▸ **PASSAGE SHOWN**
If you’re a member of the Bacon Nation on Facebook you probably heard about Aaron Tucker ordering (I mean sending his wife to get him) a Bacon Oreo Blizzard at Dairy Queen. Well here is the full behind the blizzard look at what went down that day.

Here is the story from Aaron:

I had written to our town’s DQ a few weeks ago about the Bacon Oreo Blizzard and they said, “If we’ve got the ingredients, we’ll put it in a Blizzard!”

So I sent my wife to pick up a Bacon Oreo Blizzard at Dairy Queen. I didn’t think she was going to do it because she said she’d be so embarrassed.

She drove up to the window and said, “This is going to sound weird.”

The voice from the box said, “OK?!”

“My husband said that the manager told him you could make him an Oreo Blizzard with bacon in it. That’s what I want.”

There was silence for a few seconds, and the voice in the box said, “You want an Oreo Blizzard with bacon? That sounds kinda good actually.”

So, with that out of the way she ordered herself a little chocolate Blizzard and drove up to the window. What she didn’t expect was to see was the manager running up to the window screaming, “Is he here? Is he here? We want to see him! He’s got balls!”

My wife just sat there in shock. Another employee came to the window to see what was going on.

“We’ve been waiting forever for your husband to come and order it,” the manager said. “We’re all excited in here. Can I get a picture of it before we give it to you?”

The manager disappeared for a minute to take pictures of the Bacon Oreo Blizzard and another employee arrived at the window to complete the transaction and also asked where I was. They were pretty disappointed that I hadn’t shown up in person.

After a bit more waiting, they (the manager and two employees) brought out the Bacon Oreo Blizzard and the chocolate Blizzard and asked my wife if she was going to try it for them right there.

She said, “No, I’ll let my husband try it first,” and she drove home as fast as the law allowed. She called me on the way to let me know that I was very famous at DQ even though I’ve never been there personally.

▸ **AVAILABLE RECORDS**
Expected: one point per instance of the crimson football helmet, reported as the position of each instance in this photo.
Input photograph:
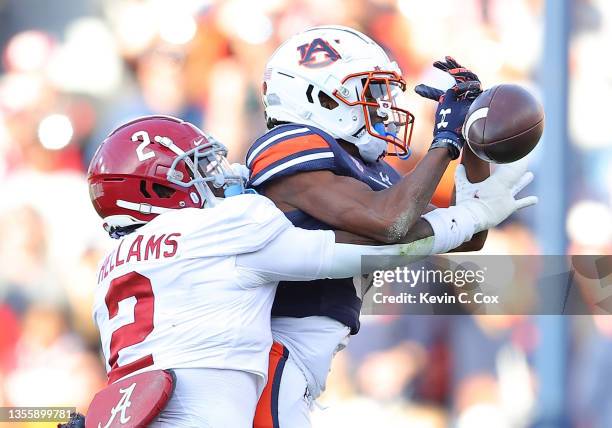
(154, 164)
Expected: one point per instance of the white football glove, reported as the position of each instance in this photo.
(493, 200)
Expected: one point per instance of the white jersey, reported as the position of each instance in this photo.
(194, 287)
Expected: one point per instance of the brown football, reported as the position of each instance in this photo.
(504, 124)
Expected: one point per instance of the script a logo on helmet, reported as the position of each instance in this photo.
(317, 53)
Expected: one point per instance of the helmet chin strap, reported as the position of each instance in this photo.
(371, 149)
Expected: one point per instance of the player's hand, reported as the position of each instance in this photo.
(241, 171)
(494, 200)
(453, 105)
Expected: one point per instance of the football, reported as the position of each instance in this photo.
(504, 124)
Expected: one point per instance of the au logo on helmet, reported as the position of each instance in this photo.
(317, 53)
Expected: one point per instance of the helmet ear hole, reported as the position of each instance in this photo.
(326, 101)
(143, 189)
(162, 191)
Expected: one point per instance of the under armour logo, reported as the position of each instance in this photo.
(121, 407)
(385, 178)
(443, 123)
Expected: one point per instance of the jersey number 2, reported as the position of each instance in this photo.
(129, 285)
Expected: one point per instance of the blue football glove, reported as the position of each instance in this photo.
(453, 105)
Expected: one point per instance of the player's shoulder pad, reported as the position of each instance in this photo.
(237, 225)
(288, 149)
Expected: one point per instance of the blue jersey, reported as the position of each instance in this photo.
(290, 149)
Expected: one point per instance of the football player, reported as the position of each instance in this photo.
(190, 283)
(332, 102)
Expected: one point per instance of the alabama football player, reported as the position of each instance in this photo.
(333, 107)
(183, 300)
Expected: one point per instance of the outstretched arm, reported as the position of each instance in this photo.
(348, 204)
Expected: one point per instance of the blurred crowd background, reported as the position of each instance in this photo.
(71, 70)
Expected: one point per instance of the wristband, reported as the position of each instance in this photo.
(452, 227)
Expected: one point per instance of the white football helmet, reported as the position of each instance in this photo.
(341, 81)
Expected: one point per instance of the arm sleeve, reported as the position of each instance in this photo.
(304, 255)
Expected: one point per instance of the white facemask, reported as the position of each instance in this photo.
(371, 148)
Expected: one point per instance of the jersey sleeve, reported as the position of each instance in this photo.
(287, 150)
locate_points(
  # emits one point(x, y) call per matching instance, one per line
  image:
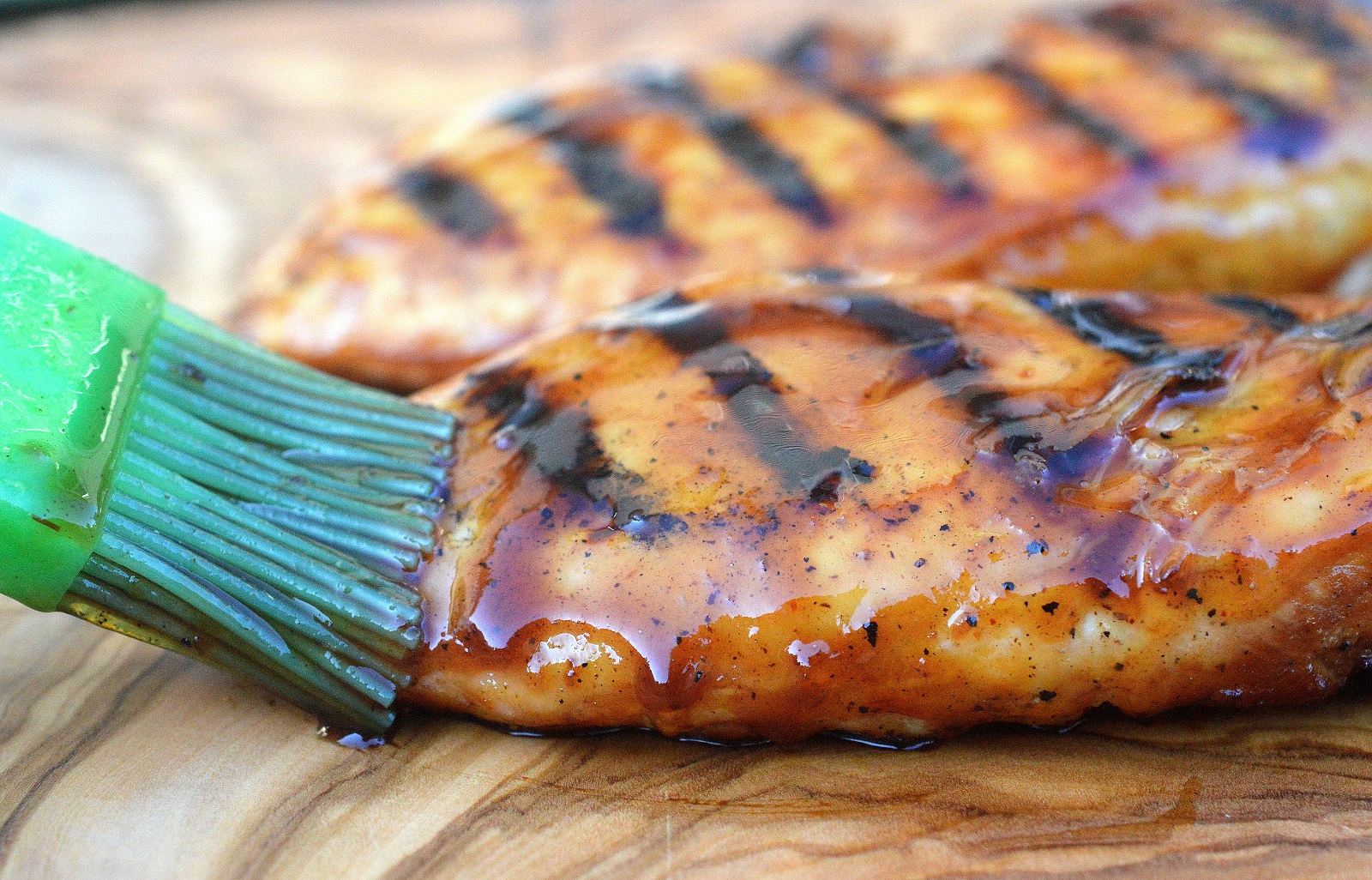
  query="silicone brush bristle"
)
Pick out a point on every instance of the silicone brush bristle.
point(271, 521)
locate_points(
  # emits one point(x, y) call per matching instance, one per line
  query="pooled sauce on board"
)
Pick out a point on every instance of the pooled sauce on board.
point(786, 504)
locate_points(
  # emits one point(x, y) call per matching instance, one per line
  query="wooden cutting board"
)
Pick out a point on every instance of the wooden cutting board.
point(182, 139)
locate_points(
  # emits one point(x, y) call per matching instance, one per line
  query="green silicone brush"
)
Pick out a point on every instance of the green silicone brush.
point(166, 481)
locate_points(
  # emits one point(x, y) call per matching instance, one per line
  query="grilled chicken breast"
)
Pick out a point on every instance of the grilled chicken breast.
point(775, 505)
point(1161, 144)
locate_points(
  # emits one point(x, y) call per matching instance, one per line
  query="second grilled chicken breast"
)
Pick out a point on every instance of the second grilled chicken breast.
point(788, 504)
point(1161, 144)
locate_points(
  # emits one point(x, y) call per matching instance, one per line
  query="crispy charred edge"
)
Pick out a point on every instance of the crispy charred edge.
point(1269, 313)
point(633, 202)
point(809, 55)
point(1276, 127)
point(738, 139)
point(450, 202)
point(1312, 22)
point(1068, 112)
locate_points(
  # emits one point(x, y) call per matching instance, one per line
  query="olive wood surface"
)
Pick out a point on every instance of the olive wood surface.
point(180, 141)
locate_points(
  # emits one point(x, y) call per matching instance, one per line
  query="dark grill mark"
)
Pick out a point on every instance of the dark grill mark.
point(1310, 22)
point(1060, 106)
point(744, 144)
point(1269, 313)
point(930, 342)
point(1275, 127)
point(751, 395)
point(1098, 322)
point(686, 327)
point(559, 443)
point(700, 335)
point(633, 202)
point(806, 55)
point(449, 201)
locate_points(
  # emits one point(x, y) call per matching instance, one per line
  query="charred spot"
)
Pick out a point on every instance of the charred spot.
point(635, 203)
point(981, 402)
point(1276, 128)
point(781, 175)
point(1095, 322)
point(652, 526)
point(683, 326)
point(1068, 112)
point(738, 139)
point(498, 390)
point(449, 201)
point(754, 400)
point(1264, 310)
point(948, 171)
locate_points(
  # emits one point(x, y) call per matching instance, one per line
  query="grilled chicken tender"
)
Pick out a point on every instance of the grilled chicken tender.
point(788, 504)
point(1163, 144)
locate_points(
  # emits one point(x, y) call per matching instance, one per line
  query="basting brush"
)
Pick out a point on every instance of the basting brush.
point(164, 479)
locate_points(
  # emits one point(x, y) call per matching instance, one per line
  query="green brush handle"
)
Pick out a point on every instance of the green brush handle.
point(73, 335)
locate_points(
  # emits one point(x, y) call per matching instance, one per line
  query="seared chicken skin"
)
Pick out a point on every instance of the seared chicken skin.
point(788, 504)
point(1163, 144)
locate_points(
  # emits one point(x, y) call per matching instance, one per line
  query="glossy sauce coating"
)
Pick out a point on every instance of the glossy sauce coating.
point(1161, 144)
point(774, 505)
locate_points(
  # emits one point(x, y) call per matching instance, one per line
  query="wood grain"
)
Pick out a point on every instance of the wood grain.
point(180, 141)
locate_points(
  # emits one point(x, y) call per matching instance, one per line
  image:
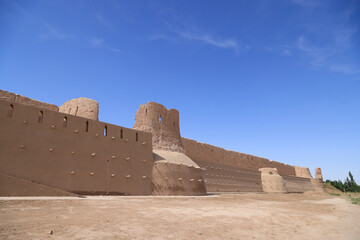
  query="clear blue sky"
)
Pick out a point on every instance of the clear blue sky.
point(277, 79)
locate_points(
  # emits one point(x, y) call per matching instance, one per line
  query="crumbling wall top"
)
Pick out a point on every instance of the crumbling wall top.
point(16, 98)
point(81, 107)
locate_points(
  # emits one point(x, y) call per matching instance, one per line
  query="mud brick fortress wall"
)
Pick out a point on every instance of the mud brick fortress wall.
point(209, 153)
point(51, 150)
point(72, 153)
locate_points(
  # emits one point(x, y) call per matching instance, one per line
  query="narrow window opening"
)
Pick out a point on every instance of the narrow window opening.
point(65, 122)
point(10, 110)
point(105, 130)
point(41, 115)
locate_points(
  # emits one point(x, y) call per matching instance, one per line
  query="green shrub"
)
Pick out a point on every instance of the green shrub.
point(349, 184)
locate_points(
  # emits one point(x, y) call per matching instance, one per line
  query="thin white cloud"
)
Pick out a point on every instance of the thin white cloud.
point(96, 41)
point(204, 38)
point(327, 56)
point(306, 3)
point(226, 43)
point(103, 21)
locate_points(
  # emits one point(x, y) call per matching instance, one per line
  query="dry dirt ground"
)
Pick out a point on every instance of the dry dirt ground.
point(228, 216)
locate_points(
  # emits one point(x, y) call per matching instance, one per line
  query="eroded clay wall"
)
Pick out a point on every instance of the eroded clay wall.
point(15, 98)
point(162, 123)
point(73, 153)
point(177, 179)
point(297, 184)
point(221, 178)
point(209, 153)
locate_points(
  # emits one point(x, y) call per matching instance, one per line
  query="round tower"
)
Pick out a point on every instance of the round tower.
point(162, 123)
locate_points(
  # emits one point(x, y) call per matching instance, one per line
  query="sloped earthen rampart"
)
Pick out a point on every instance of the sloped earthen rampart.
point(209, 153)
point(272, 182)
point(176, 174)
point(222, 178)
point(74, 154)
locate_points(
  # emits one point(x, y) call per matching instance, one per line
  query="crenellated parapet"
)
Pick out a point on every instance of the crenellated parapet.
point(81, 107)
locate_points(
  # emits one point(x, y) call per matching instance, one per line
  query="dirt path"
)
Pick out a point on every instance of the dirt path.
point(240, 216)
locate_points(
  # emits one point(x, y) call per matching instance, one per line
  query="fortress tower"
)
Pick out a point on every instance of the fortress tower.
point(162, 123)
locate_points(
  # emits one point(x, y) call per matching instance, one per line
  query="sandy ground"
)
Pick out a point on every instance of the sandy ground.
point(228, 216)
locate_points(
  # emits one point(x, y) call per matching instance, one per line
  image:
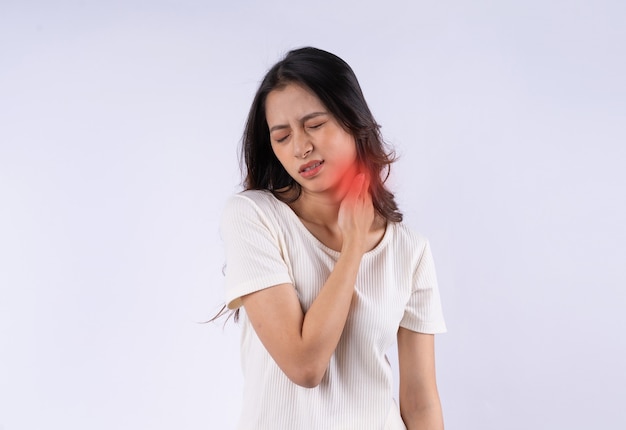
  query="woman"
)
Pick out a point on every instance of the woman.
point(319, 259)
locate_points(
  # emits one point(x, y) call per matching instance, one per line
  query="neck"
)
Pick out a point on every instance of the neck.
point(323, 208)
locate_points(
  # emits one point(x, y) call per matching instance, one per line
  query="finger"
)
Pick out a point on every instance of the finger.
point(356, 187)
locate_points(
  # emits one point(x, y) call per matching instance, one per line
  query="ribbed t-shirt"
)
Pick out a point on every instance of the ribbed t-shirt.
point(266, 244)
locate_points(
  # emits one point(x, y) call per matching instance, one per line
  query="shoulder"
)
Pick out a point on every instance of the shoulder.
point(251, 206)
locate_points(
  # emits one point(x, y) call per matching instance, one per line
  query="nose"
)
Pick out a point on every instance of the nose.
point(302, 145)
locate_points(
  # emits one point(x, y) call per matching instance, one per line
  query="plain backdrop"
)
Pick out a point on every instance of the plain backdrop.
point(119, 130)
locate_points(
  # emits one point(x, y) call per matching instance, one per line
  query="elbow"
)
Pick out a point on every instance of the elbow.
point(307, 376)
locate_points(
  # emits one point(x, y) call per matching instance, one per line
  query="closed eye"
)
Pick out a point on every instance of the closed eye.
point(317, 125)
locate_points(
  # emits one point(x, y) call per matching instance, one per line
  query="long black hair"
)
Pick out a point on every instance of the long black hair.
point(332, 80)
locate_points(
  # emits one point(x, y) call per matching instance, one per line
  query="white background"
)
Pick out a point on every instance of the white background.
point(119, 131)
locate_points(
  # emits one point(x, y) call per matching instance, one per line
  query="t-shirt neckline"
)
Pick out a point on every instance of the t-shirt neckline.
point(380, 245)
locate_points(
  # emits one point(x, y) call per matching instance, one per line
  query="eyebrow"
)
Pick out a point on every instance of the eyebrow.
point(303, 119)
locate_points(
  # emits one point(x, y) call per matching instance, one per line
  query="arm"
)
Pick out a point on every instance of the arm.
point(419, 399)
point(302, 343)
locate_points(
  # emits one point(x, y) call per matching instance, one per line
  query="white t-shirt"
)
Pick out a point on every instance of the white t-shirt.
point(267, 244)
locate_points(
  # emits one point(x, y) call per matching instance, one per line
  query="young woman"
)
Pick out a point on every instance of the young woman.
point(327, 274)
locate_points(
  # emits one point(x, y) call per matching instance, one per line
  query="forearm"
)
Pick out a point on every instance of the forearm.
point(426, 417)
point(324, 321)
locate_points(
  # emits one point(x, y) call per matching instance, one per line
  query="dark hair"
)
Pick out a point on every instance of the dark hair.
point(332, 80)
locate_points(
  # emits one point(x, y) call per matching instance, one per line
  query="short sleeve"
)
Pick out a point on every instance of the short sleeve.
point(423, 311)
point(254, 259)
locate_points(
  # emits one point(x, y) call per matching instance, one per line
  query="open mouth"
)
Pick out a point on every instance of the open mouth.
point(311, 166)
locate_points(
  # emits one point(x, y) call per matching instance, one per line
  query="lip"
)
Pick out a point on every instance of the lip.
point(311, 168)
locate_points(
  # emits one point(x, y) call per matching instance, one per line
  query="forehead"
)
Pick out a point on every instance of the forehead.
point(290, 102)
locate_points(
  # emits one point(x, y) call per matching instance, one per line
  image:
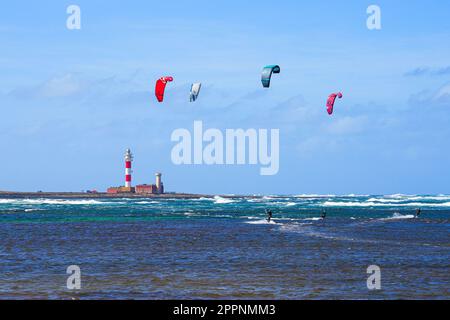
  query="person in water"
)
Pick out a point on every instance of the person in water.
point(418, 212)
point(269, 215)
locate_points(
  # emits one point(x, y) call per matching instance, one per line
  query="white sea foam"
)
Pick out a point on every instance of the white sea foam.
point(147, 202)
point(290, 204)
point(398, 216)
point(220, 200)
point(261, 222)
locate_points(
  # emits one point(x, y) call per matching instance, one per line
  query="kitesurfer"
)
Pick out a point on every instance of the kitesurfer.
point(418, 212)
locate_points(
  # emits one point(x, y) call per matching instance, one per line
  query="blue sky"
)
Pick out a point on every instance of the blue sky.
point(73, 101)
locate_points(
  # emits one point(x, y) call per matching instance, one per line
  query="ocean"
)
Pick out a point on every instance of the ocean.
point(223, 248)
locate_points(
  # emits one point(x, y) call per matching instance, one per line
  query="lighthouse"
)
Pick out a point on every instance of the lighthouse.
point(128, 161)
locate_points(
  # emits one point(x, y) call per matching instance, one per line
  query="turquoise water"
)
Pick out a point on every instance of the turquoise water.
point(224, 248)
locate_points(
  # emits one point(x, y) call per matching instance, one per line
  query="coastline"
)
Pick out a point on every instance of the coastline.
point(71, 195)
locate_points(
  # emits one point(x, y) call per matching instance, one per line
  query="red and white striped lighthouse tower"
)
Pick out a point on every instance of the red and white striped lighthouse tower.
point(128, 160)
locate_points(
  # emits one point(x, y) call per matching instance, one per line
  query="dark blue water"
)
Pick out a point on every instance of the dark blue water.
point(224, 248)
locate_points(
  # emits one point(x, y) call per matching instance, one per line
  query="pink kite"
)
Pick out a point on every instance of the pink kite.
point(331, 100)
point(161, 87)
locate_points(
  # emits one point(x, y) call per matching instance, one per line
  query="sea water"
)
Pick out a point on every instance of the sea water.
point(213, 248)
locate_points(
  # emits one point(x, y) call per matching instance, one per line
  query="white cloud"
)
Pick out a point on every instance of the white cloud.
point(64, 86)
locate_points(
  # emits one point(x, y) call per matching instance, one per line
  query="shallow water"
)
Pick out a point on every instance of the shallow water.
point(224, 248)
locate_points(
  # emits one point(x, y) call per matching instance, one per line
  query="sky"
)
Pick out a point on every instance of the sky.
point(72, 101)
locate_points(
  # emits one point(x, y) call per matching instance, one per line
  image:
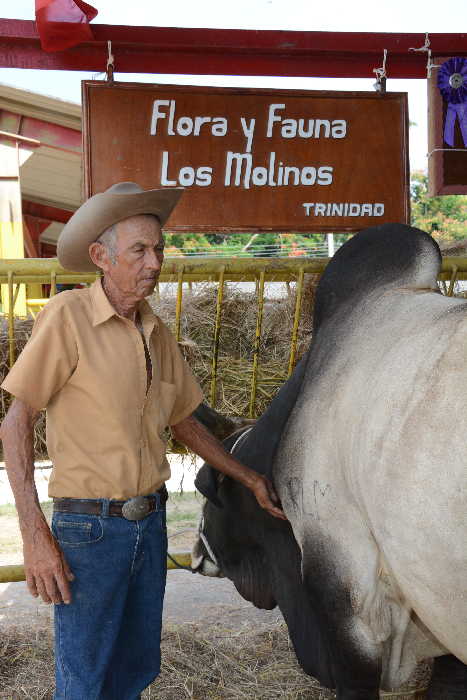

▸ **WHAT IS ASKED**
**a)** Using the Bacon Oreo Blizzard story, decide whether each statement agrees with it. Answer yes or no for each, and quote the words from the story that decide it.
(i) The wife ordered a small chocolate Blizzard for herself.
(ii) The wife tasted the Bacon Oreo Blizzard before leaving Dairy Queen.
(iii) The manager photographed the Bacon Oreo Blizzard before it was handed over.
**b)** Locate each line in the records that contains the string "silicone" and copy those lines.
The text has no connection to the records.

▸ **ANSWERS IN ORDER**
**a)**
(i) Yes: "she ordered herself a little chocolate Blizzard"
(ii) No: "No, I’ll let my husband try it first,"
(iii) Yes: "The manager disappeared for a minute to take pictures of the Bacon Oreo Blizzard"

**b)**
  query="silicone brush bristle"
Pick out a point on every instance of the silicone brush bristle.
  query="green silicone brush"
Pick out a point on every instance of the green silicone brush.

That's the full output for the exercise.